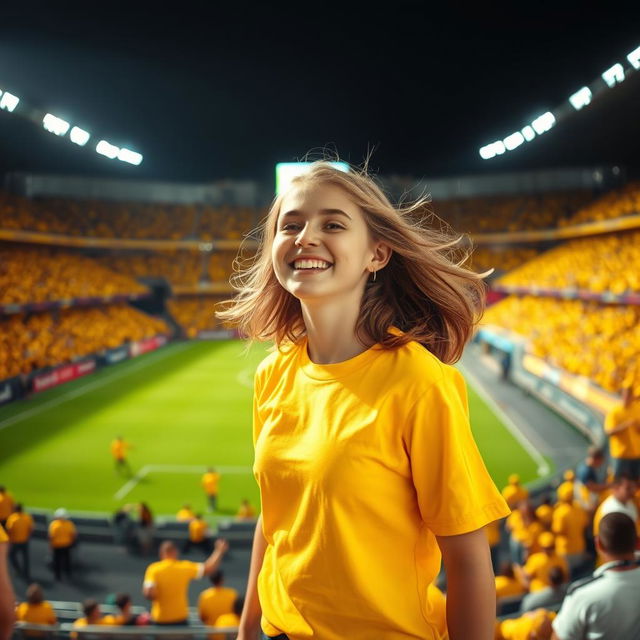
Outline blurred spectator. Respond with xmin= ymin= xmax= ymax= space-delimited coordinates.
xmin=49 ymin=508 xmax=78 ymax=580
xmin=142 ymin=540 xmax=229 ymax=625
xmin=0 ymin=524 xmax=15 ymax=640
xmin=604 ymin=385 xmax=640 ymax=481
xmin=236 ymin=498 xmax=256 ymax=520
xmin=520 ymin=567 xmax=568 ymax=612
xmin=502 ymin=473 xmax=529 ymax=509
xmin=202 ymin=467 xmax=220 ymax=511
xmin=211 ymin=596 xmax=244 ymax=640
xmin=7 ymin=504 xmax=33 ymax=582
xmin=553 ymin=513 xmax=640 ymax=640
xmin=184 ymin=513 xmax=211 ymax=555
xmin=16 ymin=582 xmax=58 ymax=638
xmin=0 ymin=485 xmax=15 ymax=527
xmin=516 ymin=531 xmax=569 ymax=592
xmin=198 ymin=570 xmax=238 ymax=627
xmin=574 ymin=446 xmax=608 ymax=518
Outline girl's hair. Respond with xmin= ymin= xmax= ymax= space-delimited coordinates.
xmin=216 ymin=161 xmax=485 ymax=363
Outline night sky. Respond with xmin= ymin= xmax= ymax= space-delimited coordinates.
xmin=0 ymin=0 xmax=640 ymax=182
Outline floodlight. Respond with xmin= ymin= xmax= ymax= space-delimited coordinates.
xmin=569 ymin=87 xmax=592 ymax=111
xmin=0 ymin=91 xmax=20 ymax=111
xmin=502 ymin=131 xmax=524 ymax=151
xmin=118 ymin=147 xmax=142 ymax=166
xmin=627 ymin=47 xmax=640 ymax=69
xmin=521 ymin=125 xmax=536 ymax=142
xmin=96 ymin=140 xmax=120 ymax=160
xmin=531 ymin=111 xmax=556 ymax=135
xmin=69 ymin=127 xmax=91 ymax=147
xmin=276 ymin=162 xmax=349 ymax=195
xmin=42 ymin=113 xmax=70 ymax=136
xmin=602 ymin=62 xmax=624 ymax=88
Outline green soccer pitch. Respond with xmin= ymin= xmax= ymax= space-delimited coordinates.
xmin=0 ymin=341 xmax=552 ymax=515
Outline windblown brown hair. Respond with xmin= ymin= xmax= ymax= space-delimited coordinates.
xmin=216 ymin=161 xmax=486 ymax=363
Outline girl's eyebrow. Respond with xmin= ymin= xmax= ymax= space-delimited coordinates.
xmin=281 ymin=209 xmax=351 ymax=220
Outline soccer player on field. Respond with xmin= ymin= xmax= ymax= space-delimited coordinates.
xmin=111 ymin=436 xmax=133 ymax=477
xmin=218 ymin=162 xmax=509 ymax=640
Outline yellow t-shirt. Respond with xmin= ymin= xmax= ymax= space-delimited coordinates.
xmin=16 ymin=601 xmax=58 ymax=624
xmin=7 ymin=512 xmax=33 ymax=544
xmin=189 ymin=518 xmax=207 ymax=542
xmin=551 ymin=502 xmax=588 ymax=556
xmin=0 ymin=491 xmax=15 ymax=520
xmin=198 ymin=587 xmax=238 ymax=626
xmin=144 ymin=560 xmax=204 ymax=622
xmin=604 ymin=401 xmax=640 ymax=458
xmin=524 ymin=551 xmax=569 ymax=592
xmin=49 ymin=520 xmax=76 ymax=549
xmin=202 ymin=471 xmax=220 ymax=496
xmin=254 ymin=330 xmax=509 ymax=640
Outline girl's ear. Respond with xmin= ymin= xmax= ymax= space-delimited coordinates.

+ + + + +

| Task to complete |
Do not copy the pictures, but repeat every line exactly.

| Answer |
Outline blurred spectator. Respond with xmin= ymin= xmax= ymax= space-delimited coordinates.
xmin=49 ymin=508 xmax=78 ymax=580
xmin=142 ymin=540 xmax=229 ymax=625
xmin=0 ymin=524 xmax=15 ymax=640
xmin=604 ymin=385 xmax=640 ymax=481
xmin=236 ymin=498 xmax=256 ymax=520
xmin=520 ymin=567 xmax=568 ymax=612
xmin=502 ymin=473 xmax=529 ymax=509
xmin=202 ymin=467 xmax=220 ymax=511
xmin=211 ymin=596 xmax=244 ymax=640
xmin=7 ymin=504 xmax=33 ymax=582
xmin=553 ymin=513 xmax=640 ymax=640
xmin=184 ymin=513 xmax=211 ymax=555
xmin=16 ymin=582 xmax=58 ymax=638
xmin=0 ymin=485 xmax=15 ymax=527
xmin=516 ymin=531 xmax=569 ymax=592
xmin=198 ymin=570 xmax=238 ymax=627
xmin=574 ymin=446 xmax=608 ymax=518
Outline girl's hair. Respond with xmin= ymin= xmax= ymax= space-delimited coordinates.
xmin=216 ymin=161 xmax=485 ymax=363
Outline night sky. Respond with xmin= ymin= xmax= ymax= space-delimited coordinates.
xmin=0 ymin=0 xmax=640 ymax=182
Outline floodlight. Respond with xmin= ymin= xmax= ymax= space-delimited coordinates.
xmin=569 ymin=87 xmax=592 ymax=111
xmin=0 ymin=91 xmax=20 ymax=111
xmin=502 ymin=131 xmax=524 ymax=151
xmin=118 ymin=147 xmax=142 ymax=166
xmin=627 ymin=47 xmax=640 ymax=69
xmin=521 ymin=125 xmax=536 ymax=142
xmin=96 ymin=140 xmax=120 ymax=160
xmin=531 ymin=111 xmax=556 ymax=135
xmin=69 ymin=127 xmax=91 ymax=147
xmin=276 ymin=162 xmax=349 ymax=195
xmin=42 ymin=113 xmax=70 ymax=136
xmin=602 ymin=62 xmax=624 ymax=88
Outline green soccer pitch. Respond with xmin= ymin= xmax= ymax= space-delimited coordinates.
xmin=0 ymin=341 xmax=552 ymax=515
Outline windblown brown hair. Respond with xmin= ymin= xmax= ymax= space-delimited coordinates.
xmin=216 ymin=161 xmax=486 ymax=363
Outline girl's eyebrow. Respond with xmin= ymin= xmax= ymax= space-delimited coordinates.
xmin=281 ymin=209 xmax=351 ymax=220
Outline soccer player on field. Respond with xmin= ymin= xmax= ymax= space-delimited coordinates.
xmin=111 ymin=436 xmax=133 ymax=477
xmin=218 ymin=162 xmax=509 ymax=640
Outline yellow t-shirt. Respond with xmin= ymin= xmax= ymax= space-delimited coordinates.
xmin=16 ymin=601 xmax=58 ymax=624
xmin=7 ymin=512 xmax=33 ymax=544
xmin=189 ymin=518 xmax=207 ymax=542
xmin=551 ymin=502 xmax=588 ymax=556
xmin=0 ymin=491 xmax=15 ymax=520
xmin=198 ymin=587 xmax=238 ymax=626
xmin=144 ymin=560 xmax=204 ymax=622
xmin=604 ymin=401 xmax=640 ymax=458
xmin=524 ymin=551 xmax=569 ymax=592
xmin=49 ymin=520 xmax=76 ymax=549
xmin=202 ymin=471 xmax=220 ymax=496
xmin=254 ymin=330 xmax=509 ymax=640
Outline girl's ear. Respond with xmin= ymin= xmax= ymax= space-delimited coordinates.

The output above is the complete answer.